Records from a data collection
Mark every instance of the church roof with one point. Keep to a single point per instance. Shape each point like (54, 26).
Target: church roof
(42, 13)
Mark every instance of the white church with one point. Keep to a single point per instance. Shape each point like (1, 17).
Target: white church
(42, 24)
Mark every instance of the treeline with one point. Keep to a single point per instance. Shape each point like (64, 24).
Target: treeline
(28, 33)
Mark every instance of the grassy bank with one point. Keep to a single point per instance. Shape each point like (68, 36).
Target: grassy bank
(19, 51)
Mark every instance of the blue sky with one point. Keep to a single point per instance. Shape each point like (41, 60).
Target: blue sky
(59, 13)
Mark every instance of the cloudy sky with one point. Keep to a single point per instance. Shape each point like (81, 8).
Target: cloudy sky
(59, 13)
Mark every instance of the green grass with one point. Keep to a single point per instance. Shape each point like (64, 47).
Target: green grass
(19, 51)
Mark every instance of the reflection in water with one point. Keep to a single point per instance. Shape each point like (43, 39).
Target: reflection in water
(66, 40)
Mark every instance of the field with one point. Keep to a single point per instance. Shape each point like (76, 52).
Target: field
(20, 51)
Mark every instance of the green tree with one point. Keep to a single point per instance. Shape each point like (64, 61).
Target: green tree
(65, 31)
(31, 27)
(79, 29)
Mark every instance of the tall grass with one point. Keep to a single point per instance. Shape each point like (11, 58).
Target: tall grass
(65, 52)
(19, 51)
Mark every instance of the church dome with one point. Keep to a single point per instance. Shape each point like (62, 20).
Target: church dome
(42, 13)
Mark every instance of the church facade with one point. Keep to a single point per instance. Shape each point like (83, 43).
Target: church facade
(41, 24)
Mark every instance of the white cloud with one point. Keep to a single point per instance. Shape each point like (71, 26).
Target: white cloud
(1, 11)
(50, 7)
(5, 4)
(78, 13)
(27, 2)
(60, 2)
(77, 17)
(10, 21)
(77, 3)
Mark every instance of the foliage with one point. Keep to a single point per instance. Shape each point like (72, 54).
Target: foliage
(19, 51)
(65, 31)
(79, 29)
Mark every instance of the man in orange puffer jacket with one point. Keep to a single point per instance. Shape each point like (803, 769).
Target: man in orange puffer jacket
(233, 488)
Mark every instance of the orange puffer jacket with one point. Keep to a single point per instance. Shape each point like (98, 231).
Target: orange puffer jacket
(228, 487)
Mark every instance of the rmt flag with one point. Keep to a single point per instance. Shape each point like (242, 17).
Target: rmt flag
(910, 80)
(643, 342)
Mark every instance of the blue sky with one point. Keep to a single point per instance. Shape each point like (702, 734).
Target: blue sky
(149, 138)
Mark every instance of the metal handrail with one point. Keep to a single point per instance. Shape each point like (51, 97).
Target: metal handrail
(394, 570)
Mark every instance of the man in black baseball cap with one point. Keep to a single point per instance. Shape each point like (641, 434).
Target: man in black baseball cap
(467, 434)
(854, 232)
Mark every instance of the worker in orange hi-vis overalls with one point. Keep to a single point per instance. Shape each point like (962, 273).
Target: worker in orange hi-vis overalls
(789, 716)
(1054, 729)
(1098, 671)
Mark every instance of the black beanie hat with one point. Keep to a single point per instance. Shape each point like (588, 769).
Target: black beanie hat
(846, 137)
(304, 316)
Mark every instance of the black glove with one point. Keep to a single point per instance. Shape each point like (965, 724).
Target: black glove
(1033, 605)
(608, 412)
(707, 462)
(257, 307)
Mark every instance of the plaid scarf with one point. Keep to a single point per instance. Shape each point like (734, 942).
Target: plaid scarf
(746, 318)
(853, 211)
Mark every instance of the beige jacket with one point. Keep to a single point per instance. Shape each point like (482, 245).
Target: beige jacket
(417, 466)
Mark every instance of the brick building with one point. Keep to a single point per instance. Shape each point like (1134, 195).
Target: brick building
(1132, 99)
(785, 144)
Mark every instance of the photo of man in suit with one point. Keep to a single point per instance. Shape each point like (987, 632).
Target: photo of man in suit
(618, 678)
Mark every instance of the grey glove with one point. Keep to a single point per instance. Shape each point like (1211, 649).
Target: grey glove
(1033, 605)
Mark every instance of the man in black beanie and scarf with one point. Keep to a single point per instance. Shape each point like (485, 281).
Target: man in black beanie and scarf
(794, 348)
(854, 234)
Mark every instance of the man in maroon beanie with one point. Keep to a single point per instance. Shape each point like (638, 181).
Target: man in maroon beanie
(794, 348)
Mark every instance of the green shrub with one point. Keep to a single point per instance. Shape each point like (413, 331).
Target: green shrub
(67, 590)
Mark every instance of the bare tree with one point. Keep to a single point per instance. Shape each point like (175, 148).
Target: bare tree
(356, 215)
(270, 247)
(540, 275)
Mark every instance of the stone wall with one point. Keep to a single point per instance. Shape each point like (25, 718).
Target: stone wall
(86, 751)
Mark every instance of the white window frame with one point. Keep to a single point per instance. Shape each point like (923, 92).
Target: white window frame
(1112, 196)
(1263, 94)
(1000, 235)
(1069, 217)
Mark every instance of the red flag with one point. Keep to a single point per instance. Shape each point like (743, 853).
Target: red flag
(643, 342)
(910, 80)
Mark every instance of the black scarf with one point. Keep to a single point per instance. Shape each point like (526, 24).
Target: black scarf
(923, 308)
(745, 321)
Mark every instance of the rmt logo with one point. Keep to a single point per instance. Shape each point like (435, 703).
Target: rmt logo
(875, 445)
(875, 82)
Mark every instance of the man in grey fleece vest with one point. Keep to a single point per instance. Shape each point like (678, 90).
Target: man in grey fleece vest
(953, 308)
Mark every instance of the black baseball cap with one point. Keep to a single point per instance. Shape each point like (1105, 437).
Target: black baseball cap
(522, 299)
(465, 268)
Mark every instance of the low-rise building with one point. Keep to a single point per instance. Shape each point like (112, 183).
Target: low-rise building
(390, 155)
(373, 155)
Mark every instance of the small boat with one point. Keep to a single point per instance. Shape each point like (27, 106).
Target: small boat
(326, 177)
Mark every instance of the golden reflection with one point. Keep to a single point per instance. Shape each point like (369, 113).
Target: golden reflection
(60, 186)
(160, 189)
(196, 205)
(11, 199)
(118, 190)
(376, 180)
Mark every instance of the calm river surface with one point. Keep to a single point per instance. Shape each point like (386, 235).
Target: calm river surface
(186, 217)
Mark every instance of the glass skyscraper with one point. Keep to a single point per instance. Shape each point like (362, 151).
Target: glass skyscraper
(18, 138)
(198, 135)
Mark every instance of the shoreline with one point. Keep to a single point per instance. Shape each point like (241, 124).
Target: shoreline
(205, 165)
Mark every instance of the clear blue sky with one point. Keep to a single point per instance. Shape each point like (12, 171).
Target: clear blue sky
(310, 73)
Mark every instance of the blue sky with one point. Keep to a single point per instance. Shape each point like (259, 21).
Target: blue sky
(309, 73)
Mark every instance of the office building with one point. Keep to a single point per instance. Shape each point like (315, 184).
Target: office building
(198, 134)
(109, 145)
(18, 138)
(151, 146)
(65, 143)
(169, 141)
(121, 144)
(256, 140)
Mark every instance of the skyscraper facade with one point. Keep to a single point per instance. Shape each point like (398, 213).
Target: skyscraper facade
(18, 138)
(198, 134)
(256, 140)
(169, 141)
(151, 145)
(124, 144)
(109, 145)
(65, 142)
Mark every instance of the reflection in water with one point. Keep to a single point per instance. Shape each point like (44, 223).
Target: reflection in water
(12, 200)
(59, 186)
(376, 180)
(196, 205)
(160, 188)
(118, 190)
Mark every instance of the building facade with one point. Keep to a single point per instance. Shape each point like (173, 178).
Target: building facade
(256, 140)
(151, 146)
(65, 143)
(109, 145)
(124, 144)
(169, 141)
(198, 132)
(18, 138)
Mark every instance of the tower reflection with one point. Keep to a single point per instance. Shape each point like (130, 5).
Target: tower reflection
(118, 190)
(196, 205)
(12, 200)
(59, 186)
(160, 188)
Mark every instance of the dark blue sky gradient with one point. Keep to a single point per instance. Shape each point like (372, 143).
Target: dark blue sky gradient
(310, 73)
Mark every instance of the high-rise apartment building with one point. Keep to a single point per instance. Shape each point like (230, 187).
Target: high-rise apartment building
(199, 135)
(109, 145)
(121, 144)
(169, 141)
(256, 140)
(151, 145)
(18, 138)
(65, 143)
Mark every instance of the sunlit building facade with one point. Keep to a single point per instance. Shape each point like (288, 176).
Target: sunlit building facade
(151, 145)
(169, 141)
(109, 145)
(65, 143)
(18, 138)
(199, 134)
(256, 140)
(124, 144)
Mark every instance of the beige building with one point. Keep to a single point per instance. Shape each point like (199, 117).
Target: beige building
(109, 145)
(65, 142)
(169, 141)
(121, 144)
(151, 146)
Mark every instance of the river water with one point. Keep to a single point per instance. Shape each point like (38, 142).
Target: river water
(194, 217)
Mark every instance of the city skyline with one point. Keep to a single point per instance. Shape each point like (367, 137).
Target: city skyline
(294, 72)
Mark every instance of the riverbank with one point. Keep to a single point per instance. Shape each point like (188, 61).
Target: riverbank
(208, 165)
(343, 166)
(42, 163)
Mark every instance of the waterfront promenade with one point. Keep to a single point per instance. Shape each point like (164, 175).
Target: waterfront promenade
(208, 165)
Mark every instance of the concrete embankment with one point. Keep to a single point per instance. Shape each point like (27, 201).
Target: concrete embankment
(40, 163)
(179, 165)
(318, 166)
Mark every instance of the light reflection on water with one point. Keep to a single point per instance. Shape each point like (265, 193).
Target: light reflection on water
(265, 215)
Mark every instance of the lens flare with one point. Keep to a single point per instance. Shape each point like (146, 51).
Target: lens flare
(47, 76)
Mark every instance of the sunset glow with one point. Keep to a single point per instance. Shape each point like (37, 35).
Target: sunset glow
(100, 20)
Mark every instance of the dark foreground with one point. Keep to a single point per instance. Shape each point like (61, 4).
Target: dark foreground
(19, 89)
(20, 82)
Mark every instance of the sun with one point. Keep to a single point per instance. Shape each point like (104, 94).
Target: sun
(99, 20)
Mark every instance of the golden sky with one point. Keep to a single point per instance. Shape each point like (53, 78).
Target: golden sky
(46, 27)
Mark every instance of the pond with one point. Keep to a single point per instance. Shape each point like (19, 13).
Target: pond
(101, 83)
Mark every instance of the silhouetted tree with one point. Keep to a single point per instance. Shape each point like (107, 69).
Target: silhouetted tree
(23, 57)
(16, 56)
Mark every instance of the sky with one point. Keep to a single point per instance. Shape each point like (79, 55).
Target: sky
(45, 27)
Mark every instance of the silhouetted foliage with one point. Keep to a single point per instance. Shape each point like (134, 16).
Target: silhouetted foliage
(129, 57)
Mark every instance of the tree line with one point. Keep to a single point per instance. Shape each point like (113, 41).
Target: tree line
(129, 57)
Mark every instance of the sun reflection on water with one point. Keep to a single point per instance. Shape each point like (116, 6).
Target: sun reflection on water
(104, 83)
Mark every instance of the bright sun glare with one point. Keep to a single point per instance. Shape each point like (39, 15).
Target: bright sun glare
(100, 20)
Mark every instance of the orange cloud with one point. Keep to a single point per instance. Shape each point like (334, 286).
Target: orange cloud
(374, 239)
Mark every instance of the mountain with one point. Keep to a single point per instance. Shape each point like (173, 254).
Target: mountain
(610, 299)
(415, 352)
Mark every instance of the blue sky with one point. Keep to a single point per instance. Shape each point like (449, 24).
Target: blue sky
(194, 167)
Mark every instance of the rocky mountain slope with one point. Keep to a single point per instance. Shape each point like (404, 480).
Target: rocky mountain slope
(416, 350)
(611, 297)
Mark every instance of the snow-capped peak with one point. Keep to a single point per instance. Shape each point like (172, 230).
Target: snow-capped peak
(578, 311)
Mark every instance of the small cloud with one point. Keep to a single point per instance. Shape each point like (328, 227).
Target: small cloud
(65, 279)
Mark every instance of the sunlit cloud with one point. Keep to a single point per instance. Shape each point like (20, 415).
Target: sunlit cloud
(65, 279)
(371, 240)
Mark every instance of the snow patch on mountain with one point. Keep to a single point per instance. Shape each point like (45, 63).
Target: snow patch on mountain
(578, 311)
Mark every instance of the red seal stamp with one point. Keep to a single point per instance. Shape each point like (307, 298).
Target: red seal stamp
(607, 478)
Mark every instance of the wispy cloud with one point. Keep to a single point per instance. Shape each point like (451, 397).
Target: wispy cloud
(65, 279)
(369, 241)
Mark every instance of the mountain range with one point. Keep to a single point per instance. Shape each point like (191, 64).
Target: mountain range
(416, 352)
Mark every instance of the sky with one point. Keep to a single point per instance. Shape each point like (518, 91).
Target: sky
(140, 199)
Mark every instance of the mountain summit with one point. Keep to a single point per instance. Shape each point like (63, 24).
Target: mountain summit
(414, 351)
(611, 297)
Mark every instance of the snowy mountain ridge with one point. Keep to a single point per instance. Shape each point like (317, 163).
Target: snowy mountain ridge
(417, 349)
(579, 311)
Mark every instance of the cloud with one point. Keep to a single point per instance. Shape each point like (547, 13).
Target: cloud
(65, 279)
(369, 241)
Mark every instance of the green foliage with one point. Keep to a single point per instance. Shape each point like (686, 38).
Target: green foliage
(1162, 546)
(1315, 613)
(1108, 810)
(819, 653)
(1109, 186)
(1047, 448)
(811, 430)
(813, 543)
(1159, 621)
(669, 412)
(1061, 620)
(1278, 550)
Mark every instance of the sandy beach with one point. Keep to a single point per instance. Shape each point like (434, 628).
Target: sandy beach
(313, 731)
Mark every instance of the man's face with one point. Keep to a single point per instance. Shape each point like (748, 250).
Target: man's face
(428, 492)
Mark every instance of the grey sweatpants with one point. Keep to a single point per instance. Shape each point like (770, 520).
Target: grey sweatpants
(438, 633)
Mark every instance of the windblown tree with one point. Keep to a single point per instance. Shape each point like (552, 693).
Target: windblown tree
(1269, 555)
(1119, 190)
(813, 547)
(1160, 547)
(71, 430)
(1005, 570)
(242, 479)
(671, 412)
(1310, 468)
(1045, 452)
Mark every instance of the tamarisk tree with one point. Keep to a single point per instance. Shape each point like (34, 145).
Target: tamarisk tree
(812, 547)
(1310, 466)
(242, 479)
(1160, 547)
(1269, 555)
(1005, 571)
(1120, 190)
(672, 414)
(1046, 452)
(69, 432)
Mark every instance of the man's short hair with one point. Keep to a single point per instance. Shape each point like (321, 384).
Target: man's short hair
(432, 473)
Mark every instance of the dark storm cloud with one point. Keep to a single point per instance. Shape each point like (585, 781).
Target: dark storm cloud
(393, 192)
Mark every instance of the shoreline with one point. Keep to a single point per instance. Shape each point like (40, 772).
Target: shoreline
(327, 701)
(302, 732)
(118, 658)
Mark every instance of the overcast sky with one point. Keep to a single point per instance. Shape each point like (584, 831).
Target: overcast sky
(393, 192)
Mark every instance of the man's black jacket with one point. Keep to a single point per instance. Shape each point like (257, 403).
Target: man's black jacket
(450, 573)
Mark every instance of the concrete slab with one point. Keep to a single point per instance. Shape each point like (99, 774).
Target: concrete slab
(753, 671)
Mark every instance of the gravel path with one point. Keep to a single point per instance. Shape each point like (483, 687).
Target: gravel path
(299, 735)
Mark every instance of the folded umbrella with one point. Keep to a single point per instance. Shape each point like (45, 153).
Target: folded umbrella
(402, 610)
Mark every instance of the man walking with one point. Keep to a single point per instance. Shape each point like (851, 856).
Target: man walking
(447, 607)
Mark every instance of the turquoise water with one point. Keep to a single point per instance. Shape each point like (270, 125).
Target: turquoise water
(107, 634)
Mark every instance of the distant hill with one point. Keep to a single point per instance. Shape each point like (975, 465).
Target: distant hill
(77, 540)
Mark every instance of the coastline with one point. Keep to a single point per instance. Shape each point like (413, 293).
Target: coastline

### Exercise directions:
Where the data above reaches the line holding "Target: rocky mountain slope", begin printing, and stop after the line holding "Mark every instance of the small cloud". Each line must be reproduced exactly, with nothing else added.

### Answer to this task:
Target: rocky mountain slope
(416, 350)
(611, 297)
Mark every instance of the snow-capped peak with one point. Keep to a single point per instance. Shape each point like (172, 230).
Target: snow-capped peak
(578, 311)
Mark every instance of the small cloud with one point. Keep to a single point per instance. Shape each point like (328, 227).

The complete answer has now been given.